Express every line of the records below as a JSON list of strings, with one string per line and no blank lines. Leave the pictures out.
━━━ SUPPLIED INFORMATION ━━━
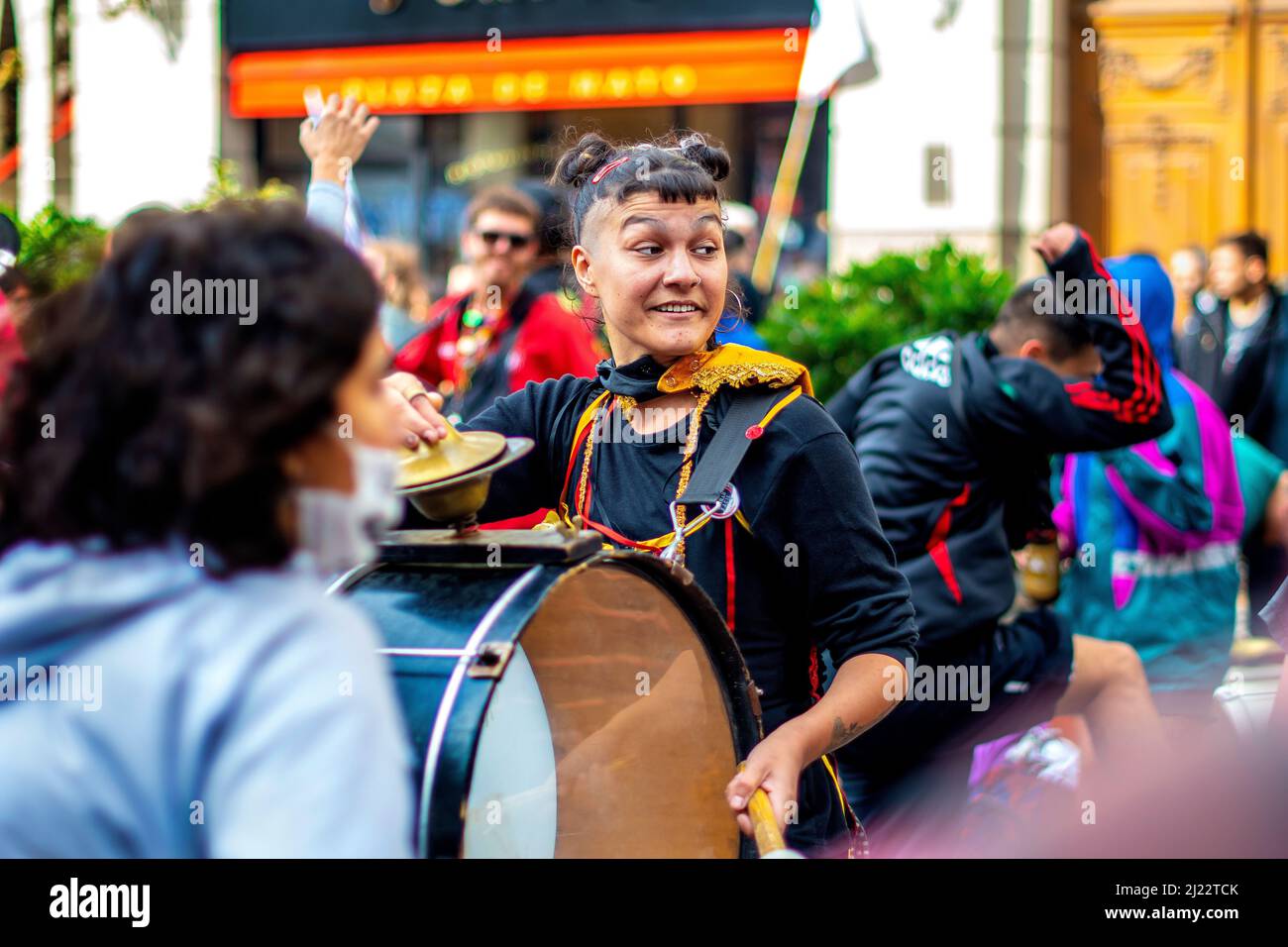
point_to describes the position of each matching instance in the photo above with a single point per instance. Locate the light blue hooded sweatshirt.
(241, 718)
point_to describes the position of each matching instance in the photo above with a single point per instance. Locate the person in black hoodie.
(798, 579)
(954, 437)
(1237, 354)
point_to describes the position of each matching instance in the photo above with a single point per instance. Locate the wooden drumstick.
(764, 823)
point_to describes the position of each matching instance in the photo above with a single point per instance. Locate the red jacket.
(550, 342)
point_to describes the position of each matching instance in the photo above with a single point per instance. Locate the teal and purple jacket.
(1153, 530)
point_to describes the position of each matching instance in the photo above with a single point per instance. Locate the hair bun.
(580, 162)
(713, 159)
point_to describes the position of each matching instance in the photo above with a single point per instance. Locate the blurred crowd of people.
(1142, 445)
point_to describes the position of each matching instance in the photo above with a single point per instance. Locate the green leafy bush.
(59, 249)
(56, 249)
(841, 321)
(226, 185)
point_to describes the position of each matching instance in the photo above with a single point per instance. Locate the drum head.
(609, 735)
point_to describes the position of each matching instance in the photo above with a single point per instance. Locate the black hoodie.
(954, 444)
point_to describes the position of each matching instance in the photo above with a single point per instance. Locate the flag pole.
(785, 195)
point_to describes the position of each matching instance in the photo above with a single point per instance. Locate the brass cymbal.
(456, 454)
(456, 499)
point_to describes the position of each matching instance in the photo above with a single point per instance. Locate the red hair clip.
(605, 169)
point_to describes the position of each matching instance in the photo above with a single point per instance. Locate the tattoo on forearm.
(842, 733)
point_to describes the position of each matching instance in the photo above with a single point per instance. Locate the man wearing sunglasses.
(498, 334)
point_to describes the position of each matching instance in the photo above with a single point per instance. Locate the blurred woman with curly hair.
(175, 482)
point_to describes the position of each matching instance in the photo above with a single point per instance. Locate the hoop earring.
(741, 312)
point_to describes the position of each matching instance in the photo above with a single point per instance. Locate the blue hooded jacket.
(1154, 528)
(241, 718)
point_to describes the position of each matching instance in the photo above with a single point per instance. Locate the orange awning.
(527, 73)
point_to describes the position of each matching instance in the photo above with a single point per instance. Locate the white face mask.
(339, 531)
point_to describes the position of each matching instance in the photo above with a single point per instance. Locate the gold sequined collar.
(735, 367)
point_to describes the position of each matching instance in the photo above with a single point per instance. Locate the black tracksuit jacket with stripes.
(954, 444)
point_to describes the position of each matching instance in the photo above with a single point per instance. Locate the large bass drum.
(561, 699)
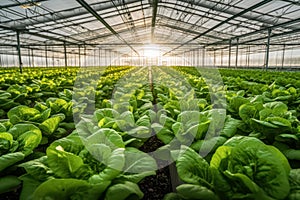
━━━
# OUTPUT BELOW
[
  "point_to describes the position of each matching instance in the photo above with a single point per instance. Locate the light blue hooded sweatshirt.",
  "(241, 718)",
  "point_to describes the position of each matching instance in the photo above with a single point per instance. Locate the person in black hoodie.",
  "(798, 579)",
  "(954, 437)",
  "(1237, 354)",
  "point_to describes the position of each matching instance in the photo above with a single point per instance. Locate the wooden drumstick.",
  "(764, 823)",
  "point_to describes the position of each matching instance in the photo above with a single point per instance. Locate the red jacket.",
  "(550, 342)",
  "point_to describes the position of each matching instance in the photo above with a single point per instance. Locate the teal and purple jacket.",
  "(1153, 530)",
  "point_to describes the position of each matching instance in the photo above with a single point per instance. Locate the hair bun.",
  "(580, 162)",
  "(713, 159)",
  "point_to describes the position of each matching instance in the photo above with a single point per instance. Locate the blurred crowd of people.",
  "(1142, 445)",
  "point_to describes the position of each matching instance in the photo above with a single point per instance. Locate the green leafy bush.",
  "(59, 249)",
  "(56, 249)",
  "(841, 321)",
  "(226, 185)",
  "point_to describes the position of each matching instance in the photo above with a single point per instance. Locate the drum head.",
  "(609, 735)",
  "point_to describes the position of each matching instance in the photo above with a single point per instance. Locate the black hoodie.",
  "(954, 444)",
  "point_to describes the position of each matching instance in the photo above with a single point per instance. Locate the flag pole.",
  "(785, 195)",
  "point_to describes the position of each matching instance in the photo above with a single point per instance. Locate the brass cymbal.",
  "(456, 454)",
  "(456, 499)",
  "point_to describes the position of each matching instance in the photo above with a single point per instance. Locate the red hair clip.",
  "(605, 169)",
  "point_to describes the position of each matching instance in the photo above with a single point per instance. Locate the tattoo on forearm.",
  "(842, 733)",
  "point_to describes the position of each matching instance in the photo above with a single point per instance. Locate the man wearing sunglasses.",
  "(498, 334)",
  "point_to describes the position of each matching instance in the photo above with a single point per instance. Locate the blurred woman with curly hair.",
  "(175, 482)",
  "point_to describes the position of each matching instance in the photo above with a single point per instance. Locate the hoop earring.",
  "(741, 312)",
  "point_to describes the position of each matching instance in the photo above with a single point per instance. Locate the blue hooded jacket.",
  "(1154, 528)",
  "(241, 718)",
  "point_to describes the position of each matching instance in the photo above with a single point per instance. Locate the orange awning.",
  "(527, 73)",
  "point_to describes the position of each matching instance in the photo above with a single point per instance. Locate the white face mask.",
  "(339, 531)",
  "point_to describes the position of each matching instance in the photo above with a single point per instance. Locate the gold sequined collar.",
  "(735, 367)",
  "point_to describes the position of each matching instance in the photo above with a single point per instance. Locate the black tracksuit jacket with stripes.",
  "(954, 444)",
  "point_to describes the position of each matching instance in the photo above with a single point per instance. Locate the large bass drum.",
  "(561, 699)"
]